(Excerpts of pointing data)
.....

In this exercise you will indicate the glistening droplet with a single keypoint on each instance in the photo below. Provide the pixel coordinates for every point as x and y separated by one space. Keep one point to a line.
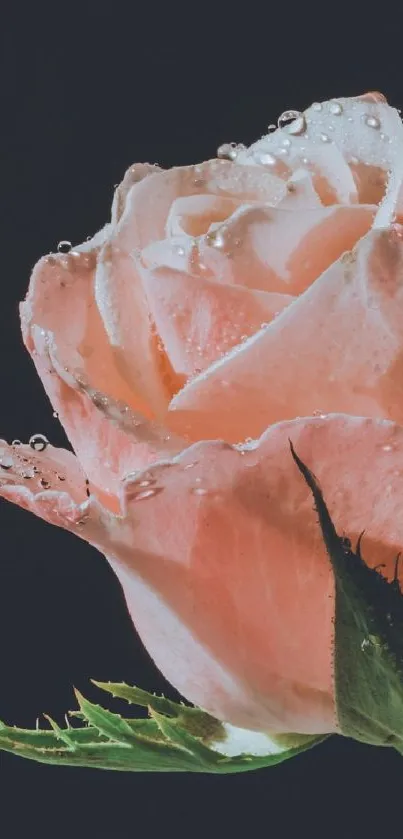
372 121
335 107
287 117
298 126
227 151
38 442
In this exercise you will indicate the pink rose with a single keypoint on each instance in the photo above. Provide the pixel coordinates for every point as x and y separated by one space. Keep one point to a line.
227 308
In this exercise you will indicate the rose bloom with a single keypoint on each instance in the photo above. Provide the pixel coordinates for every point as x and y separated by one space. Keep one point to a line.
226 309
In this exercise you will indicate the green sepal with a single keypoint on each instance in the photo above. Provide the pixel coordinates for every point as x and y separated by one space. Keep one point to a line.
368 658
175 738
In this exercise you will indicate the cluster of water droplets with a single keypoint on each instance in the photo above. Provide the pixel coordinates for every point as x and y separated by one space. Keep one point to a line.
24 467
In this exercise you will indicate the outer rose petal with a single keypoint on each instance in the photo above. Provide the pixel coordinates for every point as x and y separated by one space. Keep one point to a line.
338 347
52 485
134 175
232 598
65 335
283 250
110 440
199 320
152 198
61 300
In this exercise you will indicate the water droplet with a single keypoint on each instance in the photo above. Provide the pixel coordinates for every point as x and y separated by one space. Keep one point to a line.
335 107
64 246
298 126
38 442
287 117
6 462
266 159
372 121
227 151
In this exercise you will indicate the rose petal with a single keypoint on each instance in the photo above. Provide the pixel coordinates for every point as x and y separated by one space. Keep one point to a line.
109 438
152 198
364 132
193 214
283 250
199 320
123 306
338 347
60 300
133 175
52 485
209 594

.....

- [TASK PROMPT]:
Please rewrite all the rows above, substituting "image coordinates" for "pixel coordinates" and keeping everything else the same. Leave the pictures out of your answer.

- [THE ANSWER]:
In this exercise you will indicate the glistening droplet with a single keypoint on each instance in the photo below. Provide the image coordinates for every point as x and y separated by one space. Keep one point to a line.
372 121
335 107
287 117
298 126
227 151
38 442
In this exercise you will indicate the pink rose with a single keypoint on each instance in the photo above. Provide the image coordinates for every point as x and y separated by one space. Keep one point to a line.
227 308
In this exercise you will indicate the rose bloom with a single keypoint on each instance in the photo above. Provide the image coordinates for every point as x and y separated by one space. Keep one point to a line.
226 309
In this exercise you will indicate the green sepal with a single keypoint on each instance in the photo above. Provide the image coordinates for every point as x and y separated by one space. Keep one point to a line.
368 658
175 738
In this exercise you will indicate the cluster of water droplets with a single keypoint on each instance in the photo above. Provide the image coordinates for every point as x and y separated by one space. Keep one point to a line.
24 467
In this exercise you will indicate the outer rose petal with a single keypoint on each instance in the photo above. Provide the image coordinates for every point as x and y separated by one space. Keep one point to a line.
338 347
52 485
134 175
232 598
65 335
283 250
110 440
199 320
152 198
61 300
In this exercise you will indicate the water droplet with a single keypoint on each instance in the photo above. Provide the image coordinates for every point as x and y separated by one space. Keep one point to a line.
335 107
64 246
298 126
38 442
287 117
6 462
266 159
372 121
227 151
In this exercise you will indicate the rose petal with a single keypoint on each instance in the photo above. Provide the image coordinates for every point as x and y separated by one space. Keep one point to a line.
109 438
152 198
364 132
193 214
283 250
199 320
123 306
338 347
60 300
133 175
52 485
209 594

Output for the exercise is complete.